• [Work to complete]
**1.** In the article on the Iran nuclear deal, by what percentage must Iran reduce its current stockpile of low-enriched uranium?
**2.** Print the part of the article on the Iran nuclear deal that opens with the words containing "Earlier, after U.S." and closes with "addressed to Obama.".
**3.** Translate this sentence from the article on the Iran nuclear deal into Spanish: "The Sunni kingdom of Saudi Arabia, which is America's closest ally in the Middle East, has long been involved in a proxy war with the Shiite nation of Iran."

• [Quoted passage]
⟨

The deal between Western powers and Iran over the latter’s nuclear program “will wreak havoc in the Middle East,” Saudi Arabia’s Prince Bandar Bin Sultan, former head of the kingdom's intelligence services and an ex-ambassador to the United States, warned, in an op-ed published in Lebanon’s Daily Star newspaper on Thursday. The Sunni kingdom of Saudi Arabia, which is America’s closest ally in the Middle East, has long been involved in a proxy war with the Shiite nation of Iran.

“Iran is a major player in the destabilization of the region,” Bandar wrote. “People in my region now are relying on God’s will, and consolidating their local capabilities and analysis with everybody else except our oldest and most powerful ally.”

The nuclear deal between Iran and six major world powers, finalized on Tuesday, provides the Middle Eastern nation relief from crippling economic sanctions in exchange for curbs and oversight on its nuclear program. If Iran abides by the terms of the agreement, which, among other things, requires it to reduce its current stockpile of low-enriched uranium by 98 percent and limit its enrichment capacity, it would regain access to approximately $150 billion worth of frozen assets and money.

This potential windfall has raised alarms not only within the U.S., but also in Saudi Arabia -- a regional Sunni powerhouse -- which fears that Iran might use the money to fund Shiite militants, including Houthi rebels in Yemen and the Bashar Assad regime in Syria.

“Serious pundits in the media and in politics say that President Barack Obama’s Iran deal is deja vu with President Bill Clinton’s North Korean nuclear deal,” Bandar wrote in the column, referring to a 1994 framework agreement between the U.S. and the Asian nation that sought to freeze the latter’s nuclear program.

“I humbly disagree. … President Obama made his decision to go ahead with the Iran nuclear deal fully aware that the strategic foreign policy analysis, the national intelligence information, and America’s allies in the regions intelligence all predict not only the same outcome of the North Korean nuclear deal, but worse,” Bandar wrote.

Earlier, after U.S. President Barack Obama defended the deal at a news conference on Wednesday -- citing the support of “99 percent of the world community” -- Iran’s Supreme Leader Ayatollah Khamenei urged “careful scrutiny” of the text of the agreement.

“You are well aware that some of the six states participating in negotiations are not trustworthy at all,” Khamenei wrote, in a letter addressed to Obama.

⟩

• [Dataset records]
⟨

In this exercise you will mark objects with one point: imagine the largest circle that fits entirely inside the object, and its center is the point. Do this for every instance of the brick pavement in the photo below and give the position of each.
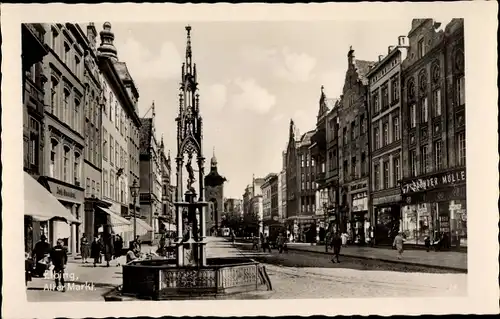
(442, 259)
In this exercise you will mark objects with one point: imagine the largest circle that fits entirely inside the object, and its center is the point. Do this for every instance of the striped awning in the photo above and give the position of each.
(41, 204)
(143, 227)
(117, 223)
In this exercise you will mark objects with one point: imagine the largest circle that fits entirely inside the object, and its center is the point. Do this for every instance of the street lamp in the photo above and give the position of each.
(134, 191)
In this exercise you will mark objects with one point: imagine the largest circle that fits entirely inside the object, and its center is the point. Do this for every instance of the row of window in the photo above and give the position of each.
(66, 48)
(114, 186)
(422, 157)
(65, 163)
(390, 174)
(92, 188)
(355, 131)
(388, 135)
(65, 104)
(353, 170)
(381, 99)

⟩

• [Task-by-task answers]
**1.** 98 percent

**2.**
Earlier, after U.S. President Barack Obama defended the deal at a news conference on Wednesday -- citing the support of “99 percent of the world community” -- Iran’s Supreme Leader Ayatollah Khamenei urged “careful scrutiny” of the text of the agreement.

“You are well aware that some of the six states participating in negotiations are not trustworthy at all,” Khamenei wrote, in a letter addressed to Obama.

**3.** El reino suní de Arabia Saudita, que es el aliado más cercano de Estados Unidos en Oriente Medio, lleva mucho tiempo involucrado en una guerra por delegación con la nación chií de Irán.